TO DO:
(A) In the text on the Humanitarian Archive Emergency, which institution leads the global coalition?
(B) Using the text on the Humanitarian Archive Emergency, explain why the global diagnostic is not described as an inventory exercise or a data rescue intervention.
#### EXCERPT
Humanitarian knowledge is disappearing – often quietly, and often for good. Across the sector, funding cuts, conflict, and failing digital infrastructure are leading to the loss of operational records, beneficiary data, protection documentation, evaluations, and institutional memory. In particular, archives held by local and national organisations – especially in fragile and low-income settings – are the most vulnerable, and the least protected.
This is what we’re calling the Humanitarian Archive Emergency. A key first step to address this emergency is to identify what knowledge exists, and what’s at risk. This public registry allows us to collectively assess scope and scale of humanitarian archives, records, and datasets.
The Humanitarian Archive Emergency (HAE) is a global coalition led by the Humanitarian and Conflict Response Institute at the University of Manchester, funded by the Leverhulme Trust and the Wellcome Trust, and supported by a coalition of partners, including Elrha. As part of this initiative, a consortium led by Key Aid Consulting and the Institute of Development Studies is conducting a global diagnostic of humanitarian archives, records, and datasets at risk.
This work aims to identify which bodies of humanitarian knowledge are most endangered, understand the threats driving that risk, and assess what would be lost if preservation action is not taken. It is not an inventory exercise or a data rescue intervention: it is the evidentiary foundation on which any informed, equitable response must be built.
########
#### THE DATA
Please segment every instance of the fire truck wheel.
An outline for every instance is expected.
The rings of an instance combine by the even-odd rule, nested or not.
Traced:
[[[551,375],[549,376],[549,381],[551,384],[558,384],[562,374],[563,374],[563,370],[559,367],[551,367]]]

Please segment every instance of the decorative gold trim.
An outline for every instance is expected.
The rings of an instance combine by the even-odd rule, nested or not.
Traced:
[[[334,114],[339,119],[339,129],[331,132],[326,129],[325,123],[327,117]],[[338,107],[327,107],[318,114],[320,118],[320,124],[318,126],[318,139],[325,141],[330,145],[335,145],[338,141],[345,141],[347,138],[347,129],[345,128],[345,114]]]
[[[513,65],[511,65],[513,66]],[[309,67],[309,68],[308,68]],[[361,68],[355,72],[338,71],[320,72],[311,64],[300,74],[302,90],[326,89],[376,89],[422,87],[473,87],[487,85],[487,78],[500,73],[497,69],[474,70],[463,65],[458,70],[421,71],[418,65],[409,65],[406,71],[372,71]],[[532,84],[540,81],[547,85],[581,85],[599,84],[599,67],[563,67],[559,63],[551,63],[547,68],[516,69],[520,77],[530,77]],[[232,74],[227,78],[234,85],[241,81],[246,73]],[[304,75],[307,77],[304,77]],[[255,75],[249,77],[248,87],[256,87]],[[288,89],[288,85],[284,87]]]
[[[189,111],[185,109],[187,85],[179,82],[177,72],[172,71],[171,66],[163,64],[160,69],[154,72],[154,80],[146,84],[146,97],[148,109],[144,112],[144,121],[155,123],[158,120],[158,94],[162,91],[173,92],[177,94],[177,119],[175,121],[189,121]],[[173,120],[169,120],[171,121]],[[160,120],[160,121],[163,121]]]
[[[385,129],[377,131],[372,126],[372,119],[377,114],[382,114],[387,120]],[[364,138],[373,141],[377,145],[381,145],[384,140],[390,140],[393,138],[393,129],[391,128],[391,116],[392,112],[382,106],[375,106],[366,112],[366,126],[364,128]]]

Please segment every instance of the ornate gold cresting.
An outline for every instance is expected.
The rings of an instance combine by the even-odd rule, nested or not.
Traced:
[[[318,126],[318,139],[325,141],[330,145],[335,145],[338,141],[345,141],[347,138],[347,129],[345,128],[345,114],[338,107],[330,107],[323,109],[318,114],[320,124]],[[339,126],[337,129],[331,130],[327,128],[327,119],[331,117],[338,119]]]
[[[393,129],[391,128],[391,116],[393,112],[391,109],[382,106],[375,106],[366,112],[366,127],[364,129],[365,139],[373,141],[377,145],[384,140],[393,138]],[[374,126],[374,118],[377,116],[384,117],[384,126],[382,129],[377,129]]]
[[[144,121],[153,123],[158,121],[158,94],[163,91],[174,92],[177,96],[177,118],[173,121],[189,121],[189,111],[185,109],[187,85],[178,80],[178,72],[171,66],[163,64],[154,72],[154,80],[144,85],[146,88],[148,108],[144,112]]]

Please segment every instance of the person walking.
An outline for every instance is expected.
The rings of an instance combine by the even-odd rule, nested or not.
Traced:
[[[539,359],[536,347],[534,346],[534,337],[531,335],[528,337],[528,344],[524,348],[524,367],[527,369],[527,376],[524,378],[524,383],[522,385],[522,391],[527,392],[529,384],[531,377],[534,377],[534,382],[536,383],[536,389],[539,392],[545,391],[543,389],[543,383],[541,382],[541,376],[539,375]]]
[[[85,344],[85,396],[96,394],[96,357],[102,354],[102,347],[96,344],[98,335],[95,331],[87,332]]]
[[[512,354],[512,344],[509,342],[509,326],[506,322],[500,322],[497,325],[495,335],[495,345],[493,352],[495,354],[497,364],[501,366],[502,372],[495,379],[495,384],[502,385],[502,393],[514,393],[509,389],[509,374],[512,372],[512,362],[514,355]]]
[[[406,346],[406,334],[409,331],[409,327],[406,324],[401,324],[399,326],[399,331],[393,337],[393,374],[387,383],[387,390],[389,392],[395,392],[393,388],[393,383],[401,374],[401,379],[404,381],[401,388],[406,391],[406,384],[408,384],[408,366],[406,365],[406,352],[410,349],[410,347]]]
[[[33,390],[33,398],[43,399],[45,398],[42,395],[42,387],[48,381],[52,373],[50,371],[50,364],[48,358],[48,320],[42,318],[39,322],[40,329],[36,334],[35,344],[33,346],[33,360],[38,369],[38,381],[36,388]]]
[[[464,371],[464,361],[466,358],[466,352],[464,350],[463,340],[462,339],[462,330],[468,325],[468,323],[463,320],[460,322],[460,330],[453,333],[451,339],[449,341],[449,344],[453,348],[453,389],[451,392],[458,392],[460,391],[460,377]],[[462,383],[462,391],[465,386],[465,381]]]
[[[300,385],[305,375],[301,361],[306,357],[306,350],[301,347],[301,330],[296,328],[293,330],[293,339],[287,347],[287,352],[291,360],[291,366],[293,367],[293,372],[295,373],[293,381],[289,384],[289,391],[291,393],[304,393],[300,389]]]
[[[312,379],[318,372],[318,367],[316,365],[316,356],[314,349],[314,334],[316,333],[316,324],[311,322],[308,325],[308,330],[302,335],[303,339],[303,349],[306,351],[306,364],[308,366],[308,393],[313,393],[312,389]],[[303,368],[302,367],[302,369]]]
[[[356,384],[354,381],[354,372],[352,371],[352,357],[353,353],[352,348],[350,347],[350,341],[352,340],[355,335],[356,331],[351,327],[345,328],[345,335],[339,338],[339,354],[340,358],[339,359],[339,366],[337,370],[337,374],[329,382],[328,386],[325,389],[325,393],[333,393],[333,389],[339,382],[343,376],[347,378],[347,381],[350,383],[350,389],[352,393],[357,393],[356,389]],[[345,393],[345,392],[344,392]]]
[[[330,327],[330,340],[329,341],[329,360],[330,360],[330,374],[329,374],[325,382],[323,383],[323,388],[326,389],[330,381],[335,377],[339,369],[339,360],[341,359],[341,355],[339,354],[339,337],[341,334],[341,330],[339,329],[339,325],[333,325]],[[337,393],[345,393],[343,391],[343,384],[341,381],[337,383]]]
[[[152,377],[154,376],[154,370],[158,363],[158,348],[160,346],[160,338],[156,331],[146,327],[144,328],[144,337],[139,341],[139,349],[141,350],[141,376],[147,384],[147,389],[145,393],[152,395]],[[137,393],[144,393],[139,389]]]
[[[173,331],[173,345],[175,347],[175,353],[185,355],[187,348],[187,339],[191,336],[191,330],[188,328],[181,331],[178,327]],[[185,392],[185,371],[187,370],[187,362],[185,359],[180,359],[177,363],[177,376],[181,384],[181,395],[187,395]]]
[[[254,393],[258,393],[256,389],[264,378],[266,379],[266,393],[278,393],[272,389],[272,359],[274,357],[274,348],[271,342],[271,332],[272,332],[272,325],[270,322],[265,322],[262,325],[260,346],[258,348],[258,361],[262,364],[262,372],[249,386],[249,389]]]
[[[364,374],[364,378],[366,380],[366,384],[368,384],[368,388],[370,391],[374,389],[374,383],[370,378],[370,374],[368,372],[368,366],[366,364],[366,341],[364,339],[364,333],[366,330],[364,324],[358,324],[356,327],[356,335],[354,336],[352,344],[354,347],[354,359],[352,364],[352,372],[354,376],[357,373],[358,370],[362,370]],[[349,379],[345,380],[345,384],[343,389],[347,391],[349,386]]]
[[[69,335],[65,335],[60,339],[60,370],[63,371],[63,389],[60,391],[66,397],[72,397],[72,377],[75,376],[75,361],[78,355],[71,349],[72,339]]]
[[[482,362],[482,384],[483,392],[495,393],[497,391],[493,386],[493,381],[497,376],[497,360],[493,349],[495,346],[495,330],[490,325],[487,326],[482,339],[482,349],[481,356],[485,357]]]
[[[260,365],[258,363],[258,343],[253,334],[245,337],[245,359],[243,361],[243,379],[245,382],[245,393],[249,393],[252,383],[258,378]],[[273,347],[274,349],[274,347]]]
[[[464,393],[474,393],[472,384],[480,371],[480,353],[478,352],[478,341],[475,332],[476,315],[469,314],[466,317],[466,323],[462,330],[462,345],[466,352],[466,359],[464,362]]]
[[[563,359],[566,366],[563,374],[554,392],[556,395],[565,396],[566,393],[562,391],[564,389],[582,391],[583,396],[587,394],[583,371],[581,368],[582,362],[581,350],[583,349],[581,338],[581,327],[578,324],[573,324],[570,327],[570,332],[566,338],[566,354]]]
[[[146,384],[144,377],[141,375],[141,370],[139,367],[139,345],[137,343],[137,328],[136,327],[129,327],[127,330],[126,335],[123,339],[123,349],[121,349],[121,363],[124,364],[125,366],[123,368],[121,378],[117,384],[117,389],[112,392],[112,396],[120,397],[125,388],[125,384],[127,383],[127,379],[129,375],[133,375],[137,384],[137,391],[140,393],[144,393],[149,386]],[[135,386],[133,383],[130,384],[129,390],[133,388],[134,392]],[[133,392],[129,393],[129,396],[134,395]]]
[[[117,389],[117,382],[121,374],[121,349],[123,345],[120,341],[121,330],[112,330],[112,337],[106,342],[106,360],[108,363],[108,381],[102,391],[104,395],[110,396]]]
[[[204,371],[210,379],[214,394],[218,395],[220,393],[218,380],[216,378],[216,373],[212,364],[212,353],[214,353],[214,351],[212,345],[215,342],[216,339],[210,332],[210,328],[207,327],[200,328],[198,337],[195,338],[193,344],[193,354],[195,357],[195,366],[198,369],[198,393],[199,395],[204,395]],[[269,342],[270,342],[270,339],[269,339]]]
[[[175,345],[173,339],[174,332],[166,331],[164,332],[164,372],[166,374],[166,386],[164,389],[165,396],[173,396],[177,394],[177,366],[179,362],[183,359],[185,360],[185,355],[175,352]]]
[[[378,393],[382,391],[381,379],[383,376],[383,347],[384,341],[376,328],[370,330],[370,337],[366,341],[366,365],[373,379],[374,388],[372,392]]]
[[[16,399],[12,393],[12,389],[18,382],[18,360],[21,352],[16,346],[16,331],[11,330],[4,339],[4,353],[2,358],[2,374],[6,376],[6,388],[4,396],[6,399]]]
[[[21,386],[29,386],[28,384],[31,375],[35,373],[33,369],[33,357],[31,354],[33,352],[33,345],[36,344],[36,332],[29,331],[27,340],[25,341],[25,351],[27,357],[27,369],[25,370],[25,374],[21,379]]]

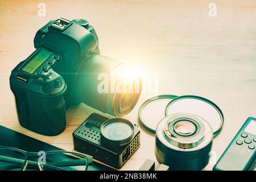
########
SOLUTIONS IN ORDER:
(A) The Humanitarian and Conflict Response Institute at the University of Manchester.

(B) The diagnostic aims to identify which bodies of humanitarian knowledge are most endangered, understand the threats driving that risk, and assess what would be lost without preservation action. It serves as the evidentiary foundation on which any informed, equitable response must be built.